§ Records from a dataset
* * * *

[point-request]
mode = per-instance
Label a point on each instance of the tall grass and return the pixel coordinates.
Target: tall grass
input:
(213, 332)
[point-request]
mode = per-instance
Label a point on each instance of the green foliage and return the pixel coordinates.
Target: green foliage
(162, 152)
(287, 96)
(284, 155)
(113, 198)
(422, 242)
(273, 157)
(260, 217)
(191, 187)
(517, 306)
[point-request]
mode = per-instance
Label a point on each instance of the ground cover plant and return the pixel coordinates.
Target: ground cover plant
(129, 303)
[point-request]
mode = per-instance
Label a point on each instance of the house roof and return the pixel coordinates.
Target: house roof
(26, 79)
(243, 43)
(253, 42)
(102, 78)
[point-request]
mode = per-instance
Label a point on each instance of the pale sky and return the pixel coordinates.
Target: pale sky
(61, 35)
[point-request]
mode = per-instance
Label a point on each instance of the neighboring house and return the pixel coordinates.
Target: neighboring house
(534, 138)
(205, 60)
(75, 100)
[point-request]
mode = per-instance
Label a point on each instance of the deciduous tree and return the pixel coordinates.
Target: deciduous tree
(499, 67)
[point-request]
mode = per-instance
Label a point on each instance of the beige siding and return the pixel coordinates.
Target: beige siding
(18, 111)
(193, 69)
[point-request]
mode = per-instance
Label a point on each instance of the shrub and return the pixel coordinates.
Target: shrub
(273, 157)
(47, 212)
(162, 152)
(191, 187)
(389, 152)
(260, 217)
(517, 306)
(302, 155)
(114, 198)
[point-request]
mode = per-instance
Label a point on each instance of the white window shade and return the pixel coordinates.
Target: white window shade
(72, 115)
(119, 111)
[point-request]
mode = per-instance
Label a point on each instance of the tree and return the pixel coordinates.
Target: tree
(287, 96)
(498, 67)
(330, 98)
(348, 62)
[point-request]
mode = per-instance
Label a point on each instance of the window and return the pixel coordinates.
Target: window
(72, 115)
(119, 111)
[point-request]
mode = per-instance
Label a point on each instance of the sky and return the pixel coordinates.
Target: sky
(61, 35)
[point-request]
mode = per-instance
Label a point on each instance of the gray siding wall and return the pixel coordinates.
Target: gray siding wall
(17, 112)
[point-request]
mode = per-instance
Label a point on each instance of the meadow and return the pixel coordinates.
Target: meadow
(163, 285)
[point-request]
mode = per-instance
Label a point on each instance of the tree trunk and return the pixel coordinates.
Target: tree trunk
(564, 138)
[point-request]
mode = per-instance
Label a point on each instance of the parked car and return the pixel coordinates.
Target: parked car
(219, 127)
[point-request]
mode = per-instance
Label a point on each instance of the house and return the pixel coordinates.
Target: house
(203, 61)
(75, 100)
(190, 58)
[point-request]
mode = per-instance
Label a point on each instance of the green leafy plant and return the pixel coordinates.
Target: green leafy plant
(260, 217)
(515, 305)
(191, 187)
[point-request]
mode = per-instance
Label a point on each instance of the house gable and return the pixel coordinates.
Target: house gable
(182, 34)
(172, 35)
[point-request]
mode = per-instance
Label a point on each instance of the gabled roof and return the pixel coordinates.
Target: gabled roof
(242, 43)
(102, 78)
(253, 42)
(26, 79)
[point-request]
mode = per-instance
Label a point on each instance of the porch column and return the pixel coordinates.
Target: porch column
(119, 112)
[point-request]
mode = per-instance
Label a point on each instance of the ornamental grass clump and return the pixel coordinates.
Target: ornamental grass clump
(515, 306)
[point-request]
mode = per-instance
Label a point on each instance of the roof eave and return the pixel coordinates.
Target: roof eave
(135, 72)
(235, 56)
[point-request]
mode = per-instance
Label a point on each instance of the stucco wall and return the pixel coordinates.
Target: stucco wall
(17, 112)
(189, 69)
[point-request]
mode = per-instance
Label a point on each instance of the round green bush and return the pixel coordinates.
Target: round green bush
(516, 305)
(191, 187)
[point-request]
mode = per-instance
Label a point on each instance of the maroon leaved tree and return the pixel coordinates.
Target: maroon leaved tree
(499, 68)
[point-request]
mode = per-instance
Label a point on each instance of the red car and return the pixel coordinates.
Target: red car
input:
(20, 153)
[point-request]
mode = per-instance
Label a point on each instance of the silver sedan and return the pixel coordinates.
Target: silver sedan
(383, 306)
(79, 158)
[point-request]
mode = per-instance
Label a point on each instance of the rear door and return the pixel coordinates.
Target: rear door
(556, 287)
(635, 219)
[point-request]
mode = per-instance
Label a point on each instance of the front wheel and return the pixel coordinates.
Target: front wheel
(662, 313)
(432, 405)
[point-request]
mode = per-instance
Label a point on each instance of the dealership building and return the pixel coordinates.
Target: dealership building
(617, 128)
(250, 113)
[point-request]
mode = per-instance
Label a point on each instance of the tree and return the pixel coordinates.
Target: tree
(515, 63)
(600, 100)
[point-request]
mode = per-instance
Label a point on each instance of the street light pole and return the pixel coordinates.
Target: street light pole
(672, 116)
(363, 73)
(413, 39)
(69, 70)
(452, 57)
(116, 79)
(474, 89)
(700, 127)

* * * *

Filter the entries above down to the lines that hold the word "tall", and copy those lines.

Label a point on each instance of the tall grass and return the pixel coordinates.
Target: tall grass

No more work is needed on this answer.